- DATA FOR PROCESSING
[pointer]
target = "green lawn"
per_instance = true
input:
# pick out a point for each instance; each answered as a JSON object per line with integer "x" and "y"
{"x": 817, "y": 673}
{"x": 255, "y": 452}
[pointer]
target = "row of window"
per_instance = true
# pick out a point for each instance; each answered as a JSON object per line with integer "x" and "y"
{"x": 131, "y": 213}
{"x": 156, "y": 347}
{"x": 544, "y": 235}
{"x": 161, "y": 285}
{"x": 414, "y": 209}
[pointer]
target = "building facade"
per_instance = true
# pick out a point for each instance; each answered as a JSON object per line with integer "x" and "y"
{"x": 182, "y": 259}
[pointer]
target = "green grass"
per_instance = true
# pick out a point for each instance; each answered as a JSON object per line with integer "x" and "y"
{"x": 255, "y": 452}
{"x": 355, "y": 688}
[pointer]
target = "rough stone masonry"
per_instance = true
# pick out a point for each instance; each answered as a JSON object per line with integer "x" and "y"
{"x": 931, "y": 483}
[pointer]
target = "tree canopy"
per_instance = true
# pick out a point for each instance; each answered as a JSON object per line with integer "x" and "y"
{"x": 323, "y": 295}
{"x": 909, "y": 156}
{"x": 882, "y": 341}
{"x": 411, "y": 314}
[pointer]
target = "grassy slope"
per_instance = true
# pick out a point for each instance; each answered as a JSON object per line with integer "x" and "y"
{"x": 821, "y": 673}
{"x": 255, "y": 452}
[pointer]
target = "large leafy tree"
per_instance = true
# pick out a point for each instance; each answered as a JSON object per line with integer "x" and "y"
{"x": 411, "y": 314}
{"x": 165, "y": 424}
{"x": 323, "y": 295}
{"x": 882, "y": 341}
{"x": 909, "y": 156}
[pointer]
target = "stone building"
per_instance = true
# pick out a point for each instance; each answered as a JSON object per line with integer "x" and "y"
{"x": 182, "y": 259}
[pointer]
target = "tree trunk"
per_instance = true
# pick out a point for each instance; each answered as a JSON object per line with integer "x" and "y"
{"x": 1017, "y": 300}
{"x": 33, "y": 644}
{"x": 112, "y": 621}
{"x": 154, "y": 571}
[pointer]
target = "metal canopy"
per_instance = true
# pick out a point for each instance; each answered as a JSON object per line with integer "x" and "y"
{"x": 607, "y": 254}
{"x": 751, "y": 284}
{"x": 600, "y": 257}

- EXERCISE DETAILS
Provide all the records again, word for word.

- WRITTEN ANSWER
[pointer]
target = "green lawn"
per_instance = true
input:
# pick out a point for each instance; each answered as a JSON object per line with integer "x" and "y"
{"x": 817, "y": 673}
{"x": 255, "y": 452}
[pointer]
target = "row of window"
per_instance = true
# pick out a point for each instance; each answered as a JSON object per line with integer "x" and "y"
{"x": 131, "y": 213}
{"x": 156, "y": 347}
{"x": 544, "y": 235}
{"x": 161, "y": 285}
{"x": 414, "y": 209}
[pointer]
target = "building facade"
per_instance = true
# pick out a point for each instance; each answered as a JSON object per line with integer "x" and "y"
{"x": 182, "y": 259}
[pointer]
target = "green grass"
per_instance = true
# pick out a point for each instance; each answered as a JSON object per line with integer "x" and "y"
{"x": 255, "y": 452}
{"x": 355, "y": 688}
[pointer]
target = "rough stone masonry"
per_instance = true
# pick out a point for each instance; each answered as a JSON object per line with integer "x" and "y"
{"x": 931, "y": 483}
[pointer]
target = "tree canopy"
per_instance = true
# pick out a point for each instance; each answered as a JSON object per line with integer "x" and "y"
{"x": 323, "y": 295}
{"x": 909, "y": 156}
{"x": 882, "y": 341}
{"x": 411, "y": 314}
[pointer]
target = "grassy slope"
per_instance = true
# pick out a point for each instance; each answered as a JSON object per line with integer "x" and "y"
{"x": 821, "y": 673}
{"x": 255, "y": 452}
[pointer]
target = "large leafy tree"
per_instance = true
# pick out a point for each instance; each answered as a JSON object per line with integer "x" and "y"
{"x": 411, "y": 314}
{"x": 165, "y": 424}
{"x": 323, "y": 295}
{"x": 882, "y": 341}
{"x": 909, "y": 156}
[pointer]
target = "stone building"
per_instance = true
# pick out a point for each instance; each answered as a JSON object per line with integer "x" and "y"
{"x": 182, "y": 259}
[pointer]
target = "tree trunk"
per_instance = true
# pick out a point for each instance; each answered as a JSON object per line with integer "x" and "y"
{"x": 1017, "y": 300}
{"x": 33, "y": 644}
{"x": 112, "y": 621}
{"x": 154, "y": 571}
[pointer]
target = "metal canopy"
per_instance = true
# pick out a point for each instance; each answered as a JSON object per line with integer "x" and "y"
{"x": 607, "y": 254}
{"x": 751, "y": 284}
{"x": 600, "y": 257}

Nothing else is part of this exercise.